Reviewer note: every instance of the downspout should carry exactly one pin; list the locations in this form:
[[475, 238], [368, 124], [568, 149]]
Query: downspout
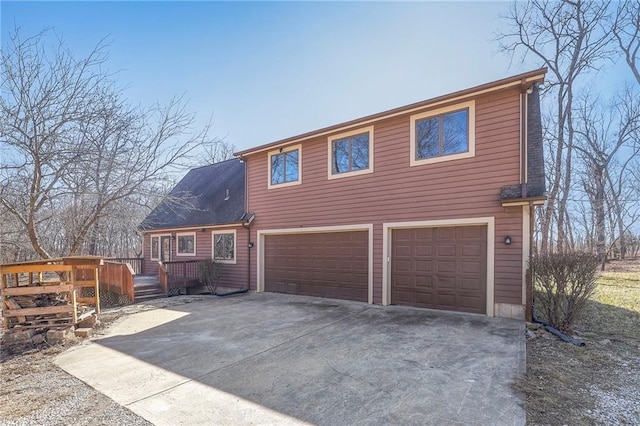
[[246, 225], [249, 247]]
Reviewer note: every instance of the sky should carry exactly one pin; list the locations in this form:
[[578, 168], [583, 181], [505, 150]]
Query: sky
[[269, 70]]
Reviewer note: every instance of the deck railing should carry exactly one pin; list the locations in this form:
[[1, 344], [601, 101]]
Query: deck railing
[[180, 273], [117, 278], [137, 263]]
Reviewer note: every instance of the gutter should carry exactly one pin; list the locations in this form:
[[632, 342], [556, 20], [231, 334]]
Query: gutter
[[247, 226]]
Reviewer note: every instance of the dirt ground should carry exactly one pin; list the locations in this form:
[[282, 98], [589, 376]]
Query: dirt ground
[[34, 391], [598, 383]]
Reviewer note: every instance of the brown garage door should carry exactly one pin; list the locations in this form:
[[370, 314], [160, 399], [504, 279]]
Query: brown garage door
[[440, 268], [331, 265]]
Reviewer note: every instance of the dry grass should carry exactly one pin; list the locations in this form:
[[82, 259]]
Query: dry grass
[[566, 384]]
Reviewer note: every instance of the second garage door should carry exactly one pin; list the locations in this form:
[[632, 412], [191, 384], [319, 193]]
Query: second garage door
[[331, 265], [440, 268]]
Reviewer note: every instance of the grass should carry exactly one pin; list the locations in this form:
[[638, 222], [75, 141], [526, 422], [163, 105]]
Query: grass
[[564, 384], [614, 307]]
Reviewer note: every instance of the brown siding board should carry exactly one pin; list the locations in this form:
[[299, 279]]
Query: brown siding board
[[396, 192], [233, 275]]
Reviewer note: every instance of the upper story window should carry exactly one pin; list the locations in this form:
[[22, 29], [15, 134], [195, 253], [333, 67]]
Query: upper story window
[[224, 246], [285, 166], [186, 244], [444, 134], [351, 153]]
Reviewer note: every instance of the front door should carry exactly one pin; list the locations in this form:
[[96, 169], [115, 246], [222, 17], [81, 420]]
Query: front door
[[165, 243]]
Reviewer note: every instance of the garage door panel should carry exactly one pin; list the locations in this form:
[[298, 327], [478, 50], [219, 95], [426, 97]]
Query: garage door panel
[[471, 250], [423, 266], [446, 250], [441, 268], [444, 266], [444, 283], [424, 251], [331, 265]]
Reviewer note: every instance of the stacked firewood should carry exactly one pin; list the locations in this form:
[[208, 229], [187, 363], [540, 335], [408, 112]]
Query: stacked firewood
[[40, 300]]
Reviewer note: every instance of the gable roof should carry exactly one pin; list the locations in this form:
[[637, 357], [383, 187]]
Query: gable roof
[[525, 80], [208, 195]]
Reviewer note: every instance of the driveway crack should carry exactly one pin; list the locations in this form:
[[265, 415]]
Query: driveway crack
[[242, 360]]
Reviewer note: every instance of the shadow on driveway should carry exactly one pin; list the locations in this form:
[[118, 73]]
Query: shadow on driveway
[[277, 359]]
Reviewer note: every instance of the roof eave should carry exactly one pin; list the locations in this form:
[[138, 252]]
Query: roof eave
[[526, 78]]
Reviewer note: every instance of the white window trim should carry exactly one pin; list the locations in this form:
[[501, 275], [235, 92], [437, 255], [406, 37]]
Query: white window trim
[[235, 246], [185, 234], [471, 106], [159, 237], [330, 139], [282, 151]]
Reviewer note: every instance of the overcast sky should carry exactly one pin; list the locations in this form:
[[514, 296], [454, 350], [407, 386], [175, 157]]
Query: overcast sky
[[266, 71]]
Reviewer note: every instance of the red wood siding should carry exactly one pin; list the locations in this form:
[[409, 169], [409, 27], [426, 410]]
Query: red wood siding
[[233, 275], [396, 192]]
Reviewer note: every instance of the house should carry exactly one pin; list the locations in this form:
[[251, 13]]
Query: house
[[203, 217], [427, 205]]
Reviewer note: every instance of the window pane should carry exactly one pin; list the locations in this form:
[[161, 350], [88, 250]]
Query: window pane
[[223, 247], [277, 169], [360, 152], [186, 244], [341, 156], [155, 247], [291, 168], [455, 132], [427, 138]]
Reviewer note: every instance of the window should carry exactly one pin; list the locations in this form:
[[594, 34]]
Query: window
[[224, 246], [444, 134], [284, 167], [155, 248], [186, 244], [351, 153]]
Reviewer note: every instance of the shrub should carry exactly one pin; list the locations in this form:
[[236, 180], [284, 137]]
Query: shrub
[[209, 273], [563, 283]]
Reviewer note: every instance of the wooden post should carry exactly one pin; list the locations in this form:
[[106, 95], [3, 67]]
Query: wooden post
[[5, 320], [72, 275], [97, 291]]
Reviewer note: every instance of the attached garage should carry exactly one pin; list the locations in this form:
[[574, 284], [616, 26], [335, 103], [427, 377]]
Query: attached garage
[[323, 264], [440, 268]]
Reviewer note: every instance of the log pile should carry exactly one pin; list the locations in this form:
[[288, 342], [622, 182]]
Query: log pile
[[34, 319]]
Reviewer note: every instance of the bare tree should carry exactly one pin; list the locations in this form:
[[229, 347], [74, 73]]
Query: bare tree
[[216, 151], [570, 40], [626, 29], [73, 150]]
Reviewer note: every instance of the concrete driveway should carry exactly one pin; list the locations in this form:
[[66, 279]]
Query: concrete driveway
[[278, 359]]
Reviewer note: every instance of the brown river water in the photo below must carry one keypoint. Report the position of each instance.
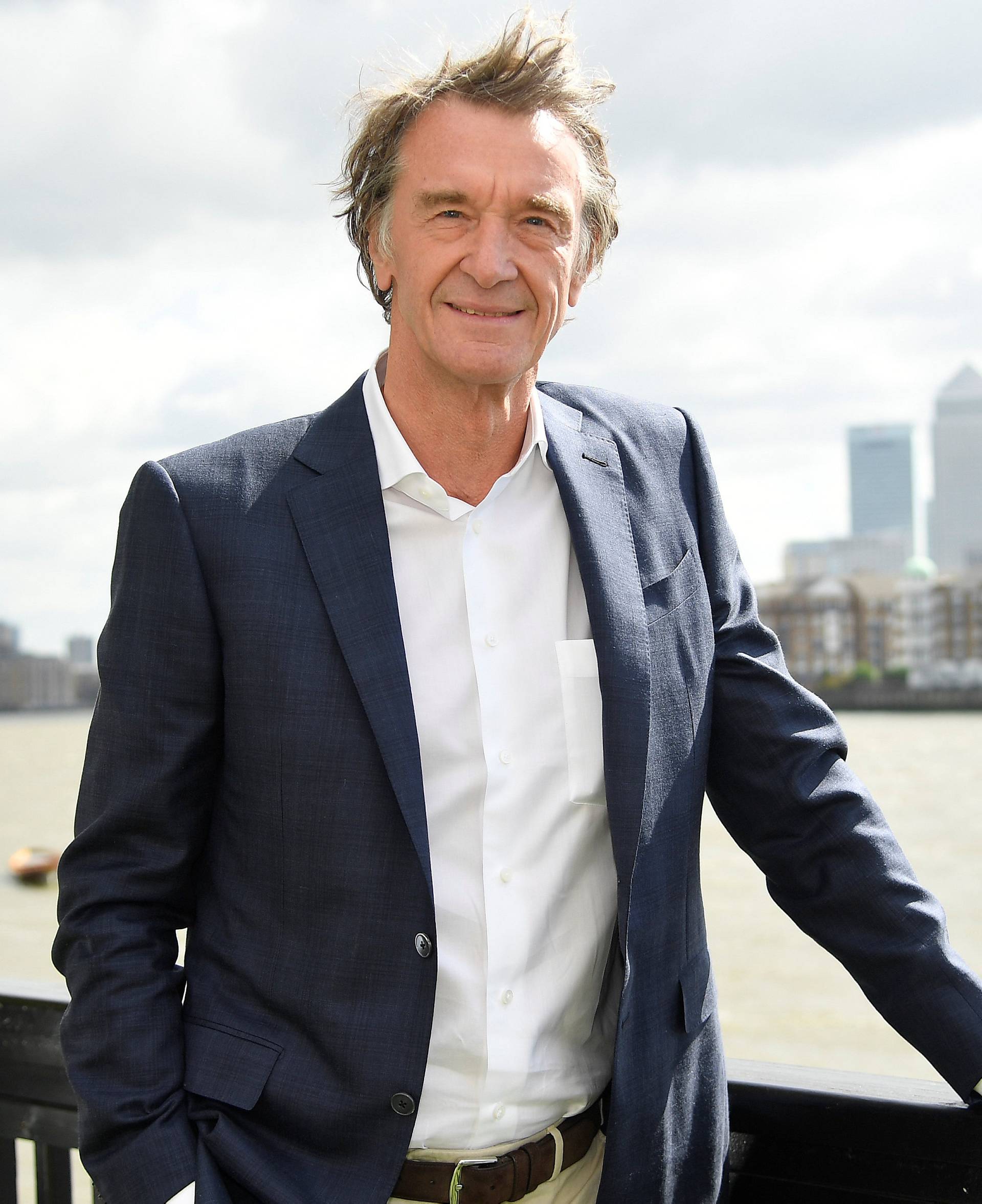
(782, 997)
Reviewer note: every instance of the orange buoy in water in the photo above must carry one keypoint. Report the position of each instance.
(33, 865)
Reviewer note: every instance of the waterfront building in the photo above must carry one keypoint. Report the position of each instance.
(880, 554)
(919, 623)
(956, 523)
(881, 483)
(9, 637)
(36, 683)
(80, 649)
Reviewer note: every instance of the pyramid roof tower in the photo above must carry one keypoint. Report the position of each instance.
(964, 386)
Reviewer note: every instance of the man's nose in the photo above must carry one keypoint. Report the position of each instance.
(489, 258)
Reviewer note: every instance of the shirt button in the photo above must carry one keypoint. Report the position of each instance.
(404, 1104)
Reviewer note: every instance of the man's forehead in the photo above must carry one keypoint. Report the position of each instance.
(454, 137)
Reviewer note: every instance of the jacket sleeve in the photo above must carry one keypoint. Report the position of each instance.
(779, 782)
(127, 882)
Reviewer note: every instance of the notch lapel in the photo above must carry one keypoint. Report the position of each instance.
(341, 520)
(591, 486)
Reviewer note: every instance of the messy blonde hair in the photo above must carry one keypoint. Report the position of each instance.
(530, 68)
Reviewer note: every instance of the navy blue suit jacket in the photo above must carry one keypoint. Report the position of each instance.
(253, 775)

------------------------------------------------------------------------

#### Description of the task:
Transcribe the listing word for word, but keep its pictures out of the copy.

#### Your response:
Reviewer note: every instance of the downspout should carry exactly one pin; list the locations in this form:
[[475, 238], [368, 124], [568, 149]]
Query: downspout
[[246, 225], [249, 247]]
Reviewer note: every instance of the sky should carry exactly one pin; list the locations in this form:
[[578, 168], [583, 181], [505, 150]]
Query: sky
[[269, 70]]
Reviewer note: every instance of the deck railing should carry exactly one pin; list the locations in this form:
[[1, 344], [601, 101]]
Query: deck railing
[[180, 273], [117, 278], [137, 263]]
Reviewer note: every instance of the gutter should carry exactly one pin; list the locations in this form:
[[632, 342], [556, 20], [231, 334]]
Query: gutter
[[247, 226]]
Reviewer note: every instance of the dirt ground should carry exactly one pin; list the locations in this form:
[[282, 98], [589, 376]]
Query: dirt ground
[[34, 391], [598, 383]]
Reviewer note: every instance of the brown garage door should carry exactly one pin; list the locations in this form:
[[370, 314], [160, 399], [504, 279]]
Query: brown garage door
[[440, 268], [331, 265]]
Reviewer note: every instance of the dry grass should carry exactly one pin; list the locations in this form:
[[82, 259]]
Query: dry grass
[[566, 384]]
Reviewer note: every instance of the second garage door should carry exactly one pin; list the locations in this form:
[[632, 412], [191, 384], [319, 193]]
Query: second garage door
[[331, 265], [440, 268]]
Reviewer note: every instance of the grass should carry exactly one pin; list the locations in this form:
[[638, 222], [75, 141], [526, 422], [163, 105]]
Query: grass
[[564, 384], [614, 307]]
Reviewer note: every instance of the brown siding board should carry exactly one pin; list the locations in this form:
[[299, 279]]
Query: brown siding board
[[396, 192], [233, 275]]
Reviewer note: every instance of the upper story window should carry exactly one pin; list the locations in this form:
[[22, 29], [15, 134], [195, 253], [333, 67]]
Query: upper story window
[[224, 246], [285, 166], [186, 244], [444, 134], [351, 153]]
Reviewer note: every instance of the front door should carry exactly one pin; list the locations in this form:
[[96, 169], [115, 246], [222, 17], [81, 420]]
Query: front door
[[165, 243]]
Reviewer note: every instance of the garage door panel should carry exactly one pin; list the locations in this form:
[[298, 327], [478, 50], [219, 95], [426, 97]]
Query: garage door panel
[[471, 250], [423, 266], [446, 250], [441, 268], [444, 266], [444, 283], [424, 251], [331, 265]]
Reviewer note: every instance of the stacked firewood should carry exactly one pin; list the locations in this form:
[[208, 229], [187, 363], [540, 335], [408, 112]]
Query: stacked firewood
[[40, 300]]
Reviewer note: every instance of the gable roof should carry exactly one pin; list the locations in this form:
[[637, 357], [383, 187]]
Query: gable roof
[[525, 80], [208, 195]]
Reviewer note: every instance of the driveway crack should carry exactly one pin; list the locations in this form:
[[265, 415]]
Query: driveway crack
[[242, 360]]
Reviewer note: every instance of the shadow on driveway should carry exactly one pin; list the locations in this form:
[[118, 73]]
Query: shadow on driveway
[[277, 359]]
Reviewer note: every instance of the roof eave should carry exactly one pin; list the locations in this form:
[[138, 252]]
Query: roof eave
[[526, 78]]
Reviewer note: every instance of the white window trim should carry exactly one pin; list the locations in this form:
[[501, 275], [235, 92], [437, 255], [406, 37]]
Query: white window trim
[[235, 246], [185, 234], [471, 106], [159, 237], [330, 139], [282, 151]]
Reviewer note: every instance of the overcast sky should carry exactly one pin; list the locations in this form:
[[514, 296], [454, 350], [407, 386], [175, 157]]
Query: overcast sky
[[266, 71]]
Reviewer note: every instance of the red wood siding should carry exactly one pin; list the locations in this form:
[[409, 169], [409, 27], [426, 410]]
Query: red wood siding
[[233, 275], [396, 192]]
Reviewer note: every instance of the house should carry exactly one pin; list the locations in this form:
[[251, 13]]
Query: house
[[203, 217], [427, 205]]
Reviewer note: every instance of the window pane should carry exactly one pin; list the locations in this form:
[[161, 350], [88, 250]]
Query: window pane
[[223, 247], [277, 169], [360, 152], [186, 244], [341, 156], [155, 247], [291, 168], [455, 132], [427, 138]]
Reviewer note: every instance of the window should carry exactly one pin; list the locations in this form:
[[594, 34]]
Query: window
[[224, 246], [444, 134], [284, 167], [155, 248], [186, 244], [351, 153]]
Reviewer note: every instance of the shrub should carry exactly one pin; list the locations in this form:
[[236, 180], [284, 137]]
Query: shrub
[[209, 273], [563, 283]]
Reviewer note: every instance of the wooden post should carry exactly one pin; list the locations in this form:
[[106, 95], [3, 67]]
Query: wooden post
[[5, 320], [72, 275], [97, 291]]
Reviewer note: every instance of the attached garage should carry exactly one pin; list the locations in this form:
[[574, 284], [616, 26], [335, 103], [427, 377]]
Query: attached garage
[[323, 264], [440, 268]]
Reviewer note: every instance of the log pile should carry exactly one pin; list the locations in this form:
[[288, 342], [622, 182]]
Query: log pile
[[34, 319]]
Reviewer note: every instance of the bare tree should carry exactly one pin; list the locations in this form:
[[229, 347], [74, 73]]
Query: bare tree
[[216, 151], [570, 40], [626, 29], [73, 150]]
Reviewer note: every instance of the concrete driveway should carry exactly one pin; list the locations in this form:
[[66, 279]]
Query: concrete driveway
[[278, 359]]
Reviewer note: every instance of the brown river water in the photo below must carry one keypoint. Report the position of each instance.
(782, 997)
Reviewer note: every instance of the orange buoy in water in the photo above must carry one keypoint. Report the position of each instance.
(33, 865)
Reviewer note: every instance of the waterfront building in the photo above must carry one keypoint. Report the position of each instance.
(880, 554)
(919, 623)
(956, 523)
(881, 483)
(9, 637)
(36, 683)
(80, 649)
Reviewer note: every instance of the pyramid roof tower in the photo above must carry one keypoint. Report the position of each instance.
(964, 386)
Reviewer note: every instance of the man's nose in the photo above must carry one keypoint. Report the position of each instance.
(489, 258)
Reviewer note: every instance of the shirt button in the photo above must carry one keypoint. Report the position of each instance.
(404, 1104)
Reviewer note: every instance of the man's forehead in the photo above must carry one keypoint. Report the position of each instance.
(454, 137)
Reviewer note: every instance of the jacket sleeve in the photo above must carry one keypoint. Report the position of each instance.
(779, 782)
(127, 882)
Reviewer note: every instance of the notch lapel in the photo above must carry one keypoint. Report the position of each instance.
(341, 520)
(591, 486)
Reviewer note: every instance of the messy blonde hair in the photo above must carry one keypoint. Report the position of each instance.
(530, 68)
Reviewer note: every instance of the navy blue suit jacket in the photo above must carry one keypoint. Report the position of each instance.
(253, 775)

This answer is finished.